Task list:
• A. In the extract on China's economic integration, rewrite the stretch from "China has just" through "be dominated by the US.", putting "ADB" in place of "Asian Development Bank".
• B. According to the extract on China's economic integration, how much has China allocated for the Asian Infrastructure Investment Bank?

Extract:
╭──
Economic integration

The Chinese government views the FTA as an opportunity to further integrate Australia into a regional division of labour centred on China.

Chinese president Xi Jinping told the Australian parliament that his country was looking for more than just trade but also a “comprehensive strategic dialogue”. He wants to prise Australia from its historic loyalty and integration into the economic and military alliance dominated by the US.

China is using its rapidly-growing economic clout to advance its interests in the region. Establishing the renminbi as an international currency, providing more opportunities for inbound and outward investors and extending the country’s “soft power” are central to this project.

China has just allocated US$50 billion for the multilateral Asian Infrastructure Investment Bank. The institution aims to provide investment opportunities for Chinese investors in the Asian region in potential competition with the US- and Japan-led World Bank and Asian Development Bank.

This comes on top of its promotion of the 16-member Regional Comprehensive Economic Partnership for the Asian region which, if it comes off, will be dominated by China. This is a rival to the 12-member Trans-Pacific Partnership Agreement, which excludes China and which, if it is finalised, will be dominated by the US.
╰──
Dataset records:
╭──
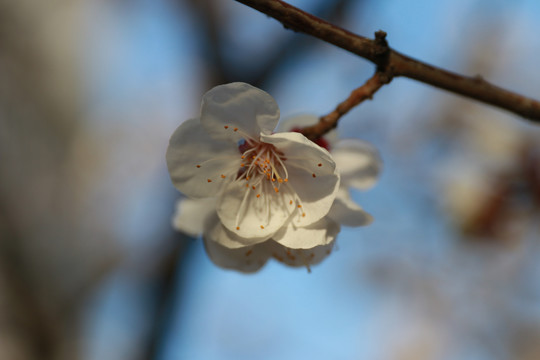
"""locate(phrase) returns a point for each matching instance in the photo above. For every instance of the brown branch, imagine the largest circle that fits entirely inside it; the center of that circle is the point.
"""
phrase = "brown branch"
(393, 63)
(364, 92)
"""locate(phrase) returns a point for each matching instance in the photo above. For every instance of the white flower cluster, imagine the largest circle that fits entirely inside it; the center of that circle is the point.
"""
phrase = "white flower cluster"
(255, 194)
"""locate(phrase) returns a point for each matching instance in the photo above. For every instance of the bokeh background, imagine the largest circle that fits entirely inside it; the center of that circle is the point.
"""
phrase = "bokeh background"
(90, 267)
╰──
Responses in order:
• A.
China has just allocated US$50 billion for the multilateral Asian Infrastructure Investment Bank. The institution aims to provide investment opportunities for Chinese investors in the Asian region in potential competition with the US- and Japan-led World Bank and ADB.

This comes on top of its promotion of the 16-member Regional Comprehensive Economic Partnership for the Asian region which, if it comes off, will be dominated by China. This is a rival to the 12-member Trans-Pacific Partnership Agreement, which excludes China and which, if it is finalised, will be dominated by the US.

• B. US$50 billion.